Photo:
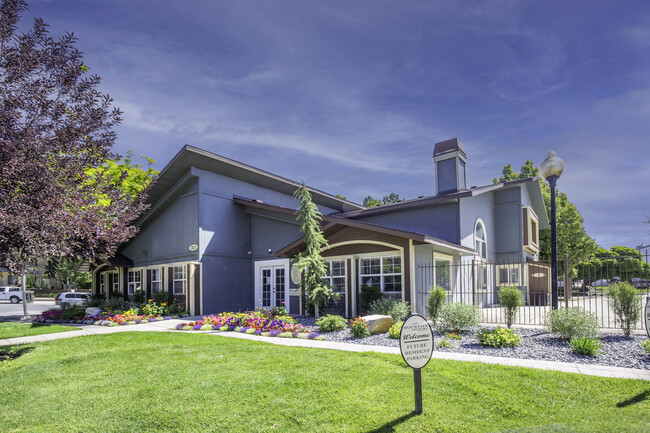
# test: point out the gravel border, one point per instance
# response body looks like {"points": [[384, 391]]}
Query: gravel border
{"points": [[535, 344]]}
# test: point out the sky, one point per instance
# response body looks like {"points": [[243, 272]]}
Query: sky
{"points": [[351, 97]]}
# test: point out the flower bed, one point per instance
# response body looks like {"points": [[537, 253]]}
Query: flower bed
{"points": [[254, 323], [106, 318]]}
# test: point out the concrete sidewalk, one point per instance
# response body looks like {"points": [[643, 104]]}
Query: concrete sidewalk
{"points": [[170, 325]]}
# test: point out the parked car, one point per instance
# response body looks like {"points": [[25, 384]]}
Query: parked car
{"points": [[640, 283], [604, 282], [71, 298], [14, 294]]}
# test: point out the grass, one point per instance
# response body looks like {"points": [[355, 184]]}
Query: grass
{"points": [[13, 330], [162, 382]]}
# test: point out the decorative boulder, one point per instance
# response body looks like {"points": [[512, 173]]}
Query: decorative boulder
{"points": [[93, 311], [378, 323]]}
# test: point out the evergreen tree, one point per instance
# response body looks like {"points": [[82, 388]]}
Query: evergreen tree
{"points": [[310, 261]]}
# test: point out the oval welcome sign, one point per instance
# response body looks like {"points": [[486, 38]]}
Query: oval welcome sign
{"points": [[416, 341]]}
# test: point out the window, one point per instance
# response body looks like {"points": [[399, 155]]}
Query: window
{"points": [[179, 280], [336, 275], [509, 276], [443, 273], [385, 272], [134, 282], [531, 230], [480, 239], [155, 280]]}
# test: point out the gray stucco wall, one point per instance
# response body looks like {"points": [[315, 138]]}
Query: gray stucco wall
{"points": [[168, 236], [440, 221]]}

□ □ □ □

| DIRECTIONS |
Rewrite the whole listing above, swapping every "parked car" for "parked vehicle" and keeping everything else the same. Leave out the pictures.

| COMPLETE OUTPUT |
Photo:
# test: point out the gravel border, one point per instance
# response body looks like {"points": [[384, 391]]}
Query: gravel border
{"points": [[535, 344]]}
# test: point out the sky, one point per instance
# response body looks like {"points": [[243, 272]]}
Query: sky
{"points": [[351, 97]]}
# test: point out the flower bed, one point per instance
# response body looks like {"points": [[537, 253]]}
Query: flower bed
{"points": [[254, 323], [106, 318]]}
# test: point out the concrete sidewalk, one point per instance
# response body looks like {"points": [[643, 104]]}
Query: concrete sidewalk
{"points": [[170, 325]]}
# test: point out the parked vehicle, one point per instance
# response body looks like {"points": [[25, 384]]}
Query: parked vehicle
{"points": [[640, 283], [604, 282], [71, 298], [14, 294]]}
# test: point out the grass, one point per instance
# response body looks like {"points": [[355, 184]]}
Query: grass
{"points": [[13, 330], [162, 382]]}
# test: point out the decorative boulder, one point per instance
# response body looks like {"points": [[512, 173]]}
Query: decorative boulder
{"points": [[93, 311], [378, 323]]}
# test: point out the evergreen tree, one point per instance
# response body looks like {"points": [[82, 388]]}
Query: evergreen tree
{"points": [[310, 261]]}
# test: point out the oval welcome sign, one point per instance
# response body looks like {"points": [[486, 38]]}
Query: oval welcome sign
{"points": [[416, 341]]}
# test: point out the window, one point per instance
# response body looks like {"points": [[399, 155]]}
Query: window
{"points": [[179, 280], [336, 275], [509, 276], [443, 273], [385, 272], [134, 282], [531, 230], [480, 239], [155, 280]]}
# test: point out the gray stucco wall, one point per instance
# response body looks like {"points": [[315, 138]]}
Query: gray stucco wall
{"points": [[168, 236], [440, 221]]}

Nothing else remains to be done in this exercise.